Work to complete:
Note every line in the entries that contains the string "segment", and copy it.

--- START ---

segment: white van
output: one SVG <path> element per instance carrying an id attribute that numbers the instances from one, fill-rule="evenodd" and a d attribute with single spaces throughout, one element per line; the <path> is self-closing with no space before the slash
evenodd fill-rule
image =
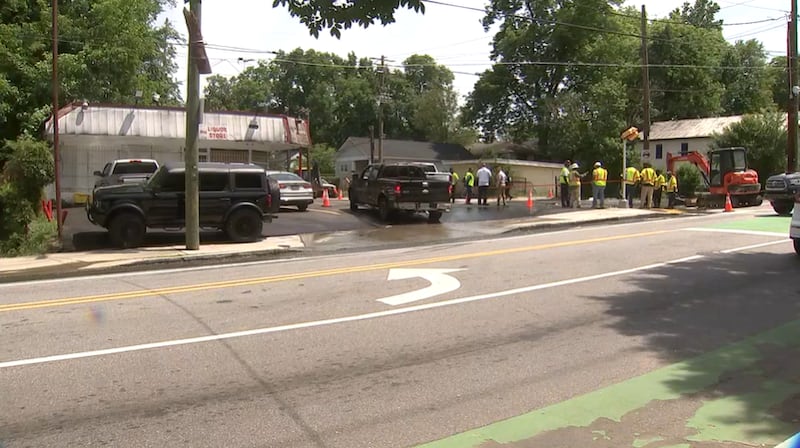
<path id="1" fill-rule="evenodd" d="M 789 226 L 789 237 L 794 242 L 794 251 L 800 255 L 800 190 L 794 194 L 794 211 L 792 212 L 792 223 Z"/>

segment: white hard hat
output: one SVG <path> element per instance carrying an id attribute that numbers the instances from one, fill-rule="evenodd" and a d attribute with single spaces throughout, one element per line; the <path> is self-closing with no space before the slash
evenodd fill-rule
<path id="1" fill-rule="evenodd" d="M 578 169 L 578 164 L 577 163 L 573 163 L 572 165 L 569 166 L 569 169 L 577 170 Z"/>
<path id="2" fill-rule="evenodd" d="M 594 166 L 603 166 L 603 164 L 600 162 L 594 162 Z"/>

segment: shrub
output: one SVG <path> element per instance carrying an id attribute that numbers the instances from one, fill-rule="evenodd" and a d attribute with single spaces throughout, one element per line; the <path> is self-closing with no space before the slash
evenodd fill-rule
<path id="1" fill-rule="evenodd" d="M 8 142 L 0 177 L 0 254 L 41 253 L 56 233 L 41 210 L 42 189 L 53 181 L 53 158 L 47 143 L 29 138 Z"/>
<path id="2" fill-rule="evenodd" d="M 692 198 L 703 184 L 700 169 L 692 164 L 683 164 L 678 167 L 678 194 L 683 197 Z"/>

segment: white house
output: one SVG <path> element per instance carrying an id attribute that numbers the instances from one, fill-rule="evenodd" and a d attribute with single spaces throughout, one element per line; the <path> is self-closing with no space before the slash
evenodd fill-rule
<path id="1" fill-rule="evenodd" d="M 653 168 L 667 169 L 667 153 L 686 154 L 689 151 L 705 153 L 711 148 L 713 135 L 738 123 L 742 115 L 730 117 L 696 118 L 689 120 L 657 121 L 650 125 L 650 151 L 644 151 L 644 142 L 636 141 L 635 149 L 642 162 Z"/>
<path id="2" fill-rule="evenodd" d="M 308 122 L 299 118 L 255 112 L 206 112 L 202 121 L 198 143 L 201 162 L 269 167 L 270 160 L 276 160 L 276 151 L 297 151 L 310 145 Z M 61 193 L 67 202 L 85 199 L 94 187 L 94 171 L 102 170 L 110 160 L 183 160 L 183 108 L 74 103 L 58 111 L 58 128 Z M 45 133 L 52 141 L 52 117 Z M 277 159 L 283 159 L 281 168 L 287 158 Z M 51 186 L 48 196 L 54 197 L 54 193 Z"/>

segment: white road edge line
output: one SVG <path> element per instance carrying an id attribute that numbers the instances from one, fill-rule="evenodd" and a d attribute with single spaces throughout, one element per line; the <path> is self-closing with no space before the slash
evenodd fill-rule
<path id="1" fill-rule="evenodd" d="M 736 233 L 740 235 L 754 235 L 754 236 L 777 236 L 789 238 L 789 231 L 786 233 L 778 232 L 765 232 L 762 230 L 744 230 L 744 229 L 715 229 L 712 227 L 690 227 L 686 230 L 691 232 L 712 232 L 712 233 Z"/>
<path id="2" fill-rule="evenodd" d="M 496 297 L 503 297 L 503 296 L 510 296 L 515 294 L 522 294 L 531 291 L 538 291 L 542 289 L 549 289 L 549 288 L 556 288 L 560 286 L 572 285 L 575 283 L 582 283 L 582 282 L 589 282 L 593 280 L 609 278 L 609 277 L 616 277 L 625 274 L 631 274 L 635 272 L 645 271 L 648 269 L 655 269 L 664 267 L 670 264 L 677 264 L 677 263 L 684 263 L 687 261 L 693 261 L 703 258 L 702 255 L 692 255 L 691 257 L 685 258 L 678 258 L 672 261 L 666 261 L 663 263 L 654 263 L 648 264 L 645 266 L 639 266 L 630 269 L 623 269 L 620 271 L 613 271 L 613 272 L 606 272 L 603 274 L 596 274 L 590 275 L 586 277 L 578 277 L 569 280 L 560 280 L 557 282 L 551 283 L 543 283 L 539 285 L 532 285 L 532 286 L 525 286 L 522 288 L 514 288 L 508 289 L 505 291 L 497 291 L 487 294 L 479 294 L 475 296 L 469 297 L 462 297 L 459 299 L 451 299 L 451 300 L 444 300 L 441 302 L 433 302 L 433 303 L 426 303 L 421 305 L 409 306 L 405 308 L 397 308 L 397 309 L 390 309 L 386 311 L 377 311 L 373 313 L 366 313 L 366 314 L 357 314 L 353 316 L 346 316 L 346 317 L 337 317 L 332 319 L 323 319 L 323 320 L 316 320 L 316 321 L 309 321 L 309 322 L 300 322 L 296 324 L 288 324 L 288 325 L 279 325 L 277 327 L 266 327 L 266 328 L 256 328 L 253 330 L 244 330 L 244 331 L 235 331 L 231 333 L 222 333 L 222 334 L 215 334 L 215 335 L 208 335 L 208 336 L 198 336 L 193 338 L 186 338 L 186 339 L 174 339 L 170 341 L 161 341 L 161 342 L 151 342 L 147 344 L 138 344 L 138 345 L 129 345 L 125 347 L 116 347 L 116 348 L 107 348 L 101 350 L 91 350 L 86 352 L 77 352 L 77 353 L 67 353 L 63 355 L 51 355 L 51 356 L 42 356 L 39 358 L 28 358 L 28 359 L 19 359 L 15 361 L 5 361 L 0 362 L 0 369 L 6 369 L 10 367 L 20 367 L 20 366 L 29 366 L 34 364 L 46 364 L 56 361 L 67 361 L 73 359 L 81 359 L 81 358 L 93 358 L 98 356 L 106 356 L 106 355 L 114 355 L 119 353 L 128 353 L 128 352 L 136 352 L 142 350 L 150 350 L 150 349 L 157 349 L 157 348 L 165 348 L 165 347 L 175 347 L 179 345 L 189 345 L 189 344 L 200 344 L 203 342 L 212 342 L 212 341 L 220 341 L 224 339 L 234 339 L 234 338 L 242 338 L 246 336 L 256 336 L 268 333 L 279 333 L 291 330 L 300 330 L 305 328 L 313 328 L 313 327 L 322 327 L 328 325 L 336 325 L 342 324 L 347 322 L 357 322 L 361 320 L 369 320 L 369 319 L 377 319 L 380 317 L 388 317 L 388 316 L 395 316 L 399 314 L 407 314 L 413 313 L 416 311 L 424 311 L 430 310 L 435 308 L 441 308 L 445 306 L 451 305 L 459 305 L 462 303 L 468 302 L 477 302 L 482 300 L 493 299 Z"/>
<path id="3" fill-rule="evenodd" d="M 700 220 L 700 219 L 709 219 L 712 215 L 701 215 L 701 216 L 686 216 L 682 217 L 681 221 L 688 221 L 688 220 Z M 666 222 L 667 218 L 663 220 L 658 220 L 659 222 Z M 530 235 L 519 235 L 519 236 L 509 236 L 509 237 L 496 237 L 493 236 L 487 239 L 481 239 L 474 241 L 475 244 L 492 244 L 497 241 L 513 241 L 517 239 L 523 238 L 541 238 L 545 236 L 552 236 L 552 235 L 560 235 L 565 233 L 574 234 L 575 232 L 588 232 L 588 231 L 596 231 L 597 229 L 613 229 L 618 227 L 634 227 L 634 226 L 642 226 L 642 225 L 651 225 L 653 221 L 645 221 L 645 222 L 625 222 L 619 224 L 607 224 L 601 226 L 579 226 L 572 229 L 566 230 L 555 230 L 552 232 L 542 232 L 542 233 L 532 233 Z M 679 231 L 681 229 L 677 229 L 674 231 Z M 428 250 L 436 249 L 436 248 L 443 248 L 443 247 L 450 247 L 450 246 L 461 246 L 463 242 L 458 243 L 440 243 L 433 246 L 429 246 Z M 376 253 L 379 254 L 391 254 L 391 253 L 402 253 L 407 252 L 408 248 L 402 249 L 384 249 L 377 251 Z M 350 254 L 347 254 L 350 255 Z M 237 268 L 237 267 L 248 267 L 248 266 L 258 266 L 258 265 L 268 265 L 273 263 L 301 263 L 307 261 L 317 261 L 317 260 L 325 260 L 329 258 L 335 258 L 340 260 L 341 257 L 345 255 L 342 254 L 331 254 L 331 255 L 315 255 L 309 257 L 294 257 L 294 258 L 281 258 L 281 259 L 271 259 L 271 260 L 259 260 L 259 261 L 245 261 L 239 263 L 221 263 L 221 264 L 213 264 L 207 266 L 194 266 L 189 268 L 170 268 L 170 269 L 152 269 L 146 271 L 135 271 L 135 272 L 117 272 L 114 274 L 99 274 L 99 275 L 82 275 L 82 276 L 75 276 L 75 277 L 65 277 L 65 278 L 57 278 L 57 279 L 50 279 L 50 280 L 27 280 L 21 282 L 11 282 L 11 283 L 0 283 L 0 289 L 3 288 L 11 288 L 17 286 L 31 286 L 31 285 L 46 285 L 52 283 L 65 283 L 65 282 L 74 282 L 74 281 L 85 281 L 85 280 L 106 280 L 106 279 L 113 279 L 113 278 L 121 278 L 121 277 L 139 277 L 143 275 L 166 275 L 166 274 L 175 274 L 175 273 L 183 273 L 183 272 L 200 272 L 200 271 L 208 271 L 208 270 L 216 270 L 221 268 Z"/>
<path id="4" fill-rule="evenodd" d="M 788 240 L 788 237 L 787 237 Z M 786 244 L 787 240 L 780 240 L 780 241 L 770 241 L 768 243 L 759 243 L 759 244 L 751 244 L 750 246 L 743 246 L 743 247 L 736 247 L 733 249 L 725 249 L 719 251 L 721 254 L 733 254 L 736 252 L 744 252 L 750 249 L 758 249 L 759 247 L 766 247 L 766 246 L 774 246 L 775 244 Z"/>

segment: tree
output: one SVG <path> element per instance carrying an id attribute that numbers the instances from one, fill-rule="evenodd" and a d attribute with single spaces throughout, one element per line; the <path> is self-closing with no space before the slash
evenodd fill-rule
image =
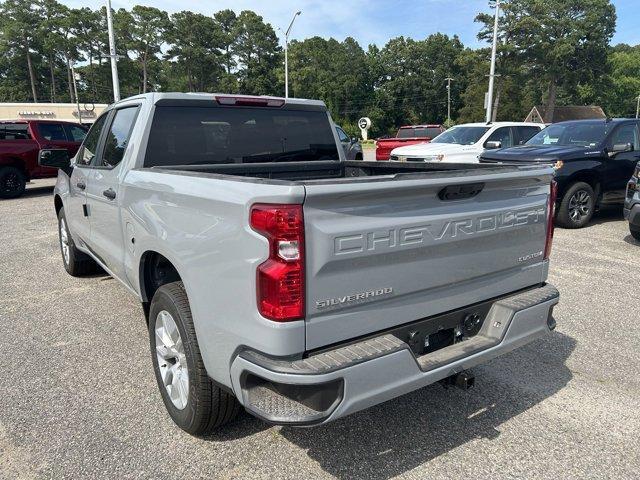
<path id="1" fill-rule="evenodd" d="M 176 72 L 186 77 L 186 89 L 211 91 L 218 86 L 222 42 L 211 17 L 187 11 L 171 15 L 167 40 L 171 47 L 165 58 L 175 62 Z"/>
<path id="2" fill-rule="evenodd" d="M 6 0 L 0 5 L 0 17 L 2 17 L 2 44 L 9 52 L 20 52 L 24 55 L 31 86 L 31 98 L 37 102 L 37 80 L 31 53 L 36 46 L 40 21 L 36 5 L 29 0 Z"/>
<path id="3" fill-rule="evenodd" d="M 573 95 L 580 85 L 607 73 L 616 15 L 609 0 L 508 0 L 503 2 L 501 37 L 529 78 L 543 82 L 547 121 L 558 92 Z M 493 19 L 479 15 L 486 38 Z"/>
<path id="4" fill-rule="evenodd" d="M 166 31 L 169 29 L 167 12 L 153 7 L 136 5 L 131 10 L 132 28 L 129 49 L 134 52 L 142 69 L 142 93 L 148 86 L 149 63 L 157 60 Z"/>
<path id="5" fill-rule="evenodd" d="M 282 49 L 273 27 L 250 10 L 237 18 L 234 56 L 238 61 L 240 91 L 253 95 L 277 95 L 282 92 L 277 69 L 282 68 Z"/>

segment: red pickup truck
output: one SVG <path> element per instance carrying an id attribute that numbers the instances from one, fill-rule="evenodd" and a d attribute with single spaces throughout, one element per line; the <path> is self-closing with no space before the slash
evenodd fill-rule
<path id="1" fill-rule="evenodd" d="M 446 129 L 442 125 L 408 125 L 400 127 L 392 138 L 376 140 L 376 160 L 389 160 L 391 150 L 406 147 L 414 143 L 429 143 L 432 138 L 440 135 Z"/>
<path id="2" fill-rule="evenodd" d="M 55 177 L 58 170 L 38 165 L 42 148 L 66 148 L 75 155 L 87 128 L 58 120 L 0 120 L 0 198 L 24 193 L 34 178 Z"/>

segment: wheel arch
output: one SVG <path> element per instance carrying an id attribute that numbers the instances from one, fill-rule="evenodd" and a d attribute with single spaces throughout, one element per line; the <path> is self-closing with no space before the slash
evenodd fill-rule
<path id="1" fill-rule="evenodd" d="M 156 290 L 162 285 L 183 280 L 175 262 L 156 250 L 146 250 L 140 256 L 138 266 L 138 280 L 140 284 L 140 298 L 147 322 L 149 321 L 149 307 Z"/>
<path id="2" fill-rule="evenodd" d="M 560 189 L 560 192 L 558 192 L 558 201 L 561 201 L 567 190 L 569 190 L 569 188 L 571 188 L 571 186 L 577 182 L 584 182 L 591 186 L 596 194 L 597 202 L 597 200 L 600 198 L 600 178 L 596 173 L 589 170 L 581 170 L 579 172 L 576 172 L 569 176 L 564 182 L 562 182 L 562 188 Z"/>
<path id="3" fill-rule="evenodd" d="M 62 210 L 63 204 L 62 204 L 62 197 L 58 194 L 56 194 L 53 197 L 53 206 L 56 209 L 56 217 L 60 214 L 60 210 Z"/>
<path id="4" fill-rule="evenodd" d="M 18 157 L 3 156 L 0 158 L 0 168 L 2 167 L 15 167 L 22 172 L 27 181 L 30 179 L 29 171 L 24 160 Z"/>

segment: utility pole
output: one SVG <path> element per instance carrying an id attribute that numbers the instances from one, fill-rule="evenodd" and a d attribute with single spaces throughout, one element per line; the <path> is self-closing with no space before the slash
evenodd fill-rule
<path id="1" fill-rule="evenodd" d="M 289 28 L 284 32 L 284 98 L 289 98 L 289 33 L 291 33 L 291 27 L 293 27 L 293 22 L 296 21 L 296 17 L 300 15 L 302 11 L 297 11 L 293 18 L 291 19 L 291 23 L 289 24 Z M 282 29 L 278 27 L 278 30 L 282 32 Z"/>
<path id="2" fill-rule="evenodd" d="M 78 84 L 76 83 L 76 71 L 71 65 L 71 78 L 73 79 L 73 91 L 76 95 L 76 107 L 78 108 L 78 122 L 82 125 L 82 112 L 80 112 L 80 99 L 78 98 Z"/>
<path id="3" fill-rule="evenodd" d="M 638 116 L 640 116 L 640 95 L 638 95 L 636 100 L 638 101 L 638 103 L 636 103 L 636 118 L 638 118 Z"/>
<path id="4" fill-rule="evenodd" d="M 493 20 L 493 44 L 491 45 L 491 68 L 489 69 L 489 92 L 487 93 L 487 123 L 493 117 L 493 80 L 496 76 L 496 49 L 498 46 L 498 17 L 500 15 L 500 0 L 496 0 L 496 16 Z"/>
<path id="5" fill-rule="evenodd" d="M 109 57 L 111 58 L 113 101 L 117 102 L 120 100 L 120 81 L 118 80 L 118 55 L 116 55 L 116 41 L 113 38 L 113 15 L 111 14 L 111 0 L 107 0 L 107 28 L 109 30 Z"/>
<path id="6" fill-rule="evenodd" d="M 447 128 L 451 126 L 451 81 L 453 78 L 445 78 L 447 81 Z"/>

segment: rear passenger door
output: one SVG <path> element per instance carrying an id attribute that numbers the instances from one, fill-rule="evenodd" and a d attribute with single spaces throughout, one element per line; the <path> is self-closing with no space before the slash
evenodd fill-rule
<path id="1" fill-rule="evenodd" d="M 512 128 L 515 134 L 516 145 L 524 145 L 529 139 L 531 139 L 531 137 L 541 130 L 541 128 L 531 125 L 522 125 Z"/>
<path id="2" fill-rule="evenodd" d="M 87 205 L 91 224 L 90 243 L 94 255 L 121 279 L 124 276 L 124 226 L 120 216 L 119 187 L 122 160 L 140 105 L 113 110 L 107 120 L 100 151 L 93 162 L 87 185 Z"/>
<path id="3" fill-rule="evenodd" d="M 483 147 L 486 148 L 487 142 L 500 142 L 500 148 L 509 148 L 513 146 L 513 132 L 511 127 L 496 128 L 489 138 L 484 142 Z"/>

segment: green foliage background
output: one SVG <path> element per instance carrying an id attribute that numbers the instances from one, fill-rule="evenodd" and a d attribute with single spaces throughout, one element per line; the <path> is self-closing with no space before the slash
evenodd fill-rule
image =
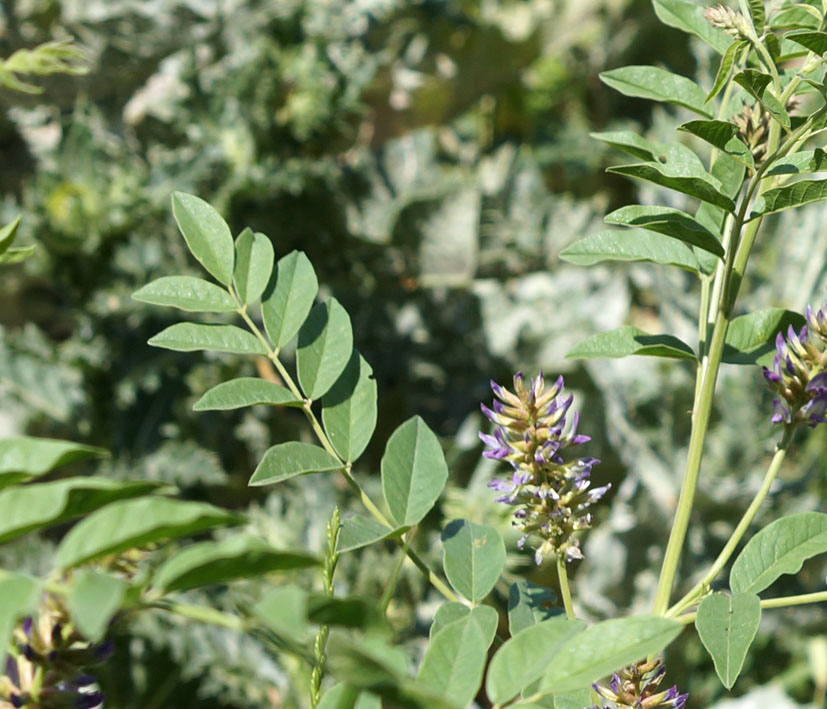
<path id="1" fill-rule="evenodd" d="M 249 225 L 277 255 L 307 252 L 351 314 L 379 385 L 379 428 L 359 463 L 375 474 L 368 487 L 402 420 L 421 414 L 443 436 L 449 492 L 416 541 L 434 560 L 443 515 L 499 519 L 510 573 L 555 585 L 517 551 L 491 502 L 493 466 L 476 432 L 488 379 L 564 373 L 594 439 L 588 454 L 603 460 L 595 481 L 614 485 L 574 570 L 575 595 L 593 619 L 648 609 L 685 457 L 691 372 L 564 356 L 626 323 L 691 339 L 697 294 L 682 272 L 580 269 L 558 253 L 598 231 L 610 209 L 675 201 L 604 174 L 611 149 L 590 131 L 660 139 L 671 119 L 597 73 L 653 63 L 709 87 L 717 65 L 707 49 L 661 25 L 646 0 L 17 0 L 0 21 L 2 56 L 74 38 L 92 65 L 86 76 L 44 79 L 39 96 L 0 95 L 0 221 L 22 212 L 18 242 L 39 246 L 2 273 L 0 434 L 108 448 L 107 474 L 247 508 L 278 546 L 322 548 L 334 502 L 347 500 L 336 480 L 246 487 L 269 445 L 306 438 L 301 415 L 195 414 L 207 388 L 253 365 L 146 345 L 177 318 L 129 294 L 197 273 L 169 209 L 173 190 L 192 192 L 234 233 Z M 751 308 L 823 301 L 825 218 L 813 206 L 768 225 L 747 284 Z M 771 452 L 760 374 L 732 370 L 719 386 L 684 579 L 727 538 Z M 819 431 L 760 522 L 818 508 L 824 453 Z M 50 554 L 48 539 L 2 552 L 4 565 L 32 569 Z M 391 564 L 381 546 L 345 555 L 337 586 L 378 595 Z M 779 595 L 819 589 L 823 578 L 810 564 Z M 247 586 L 242 594 L 260 590 Z M 391 617 L 416 655 L 438 599 L 407 567 L 401 591 Z M 238 599 L 216 591 L 211 600 L 232 608 Z M 765 613 L 735 686 L 741 704 L 715 704 L 722 690 L 697 641 L 676 645 L 670 678 L 693 707 L 799 706 L 827 685 L 825 632 L 818 607 Z M 306 671 L 264 641 L 155 616 L 120 638 L 106 672 L 109 702 L 124 709 L 297 707 L 307 687 Z"/>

--- END ---

Output of the task:
segment: white van
segment: white hard hat
segment: shrub
segment: white house
segment: white road edge line
segment: tree
segment: red pickup truck
segment: wheel arch
segment: utility pole
segment: rear passenger door
segment: green foliage background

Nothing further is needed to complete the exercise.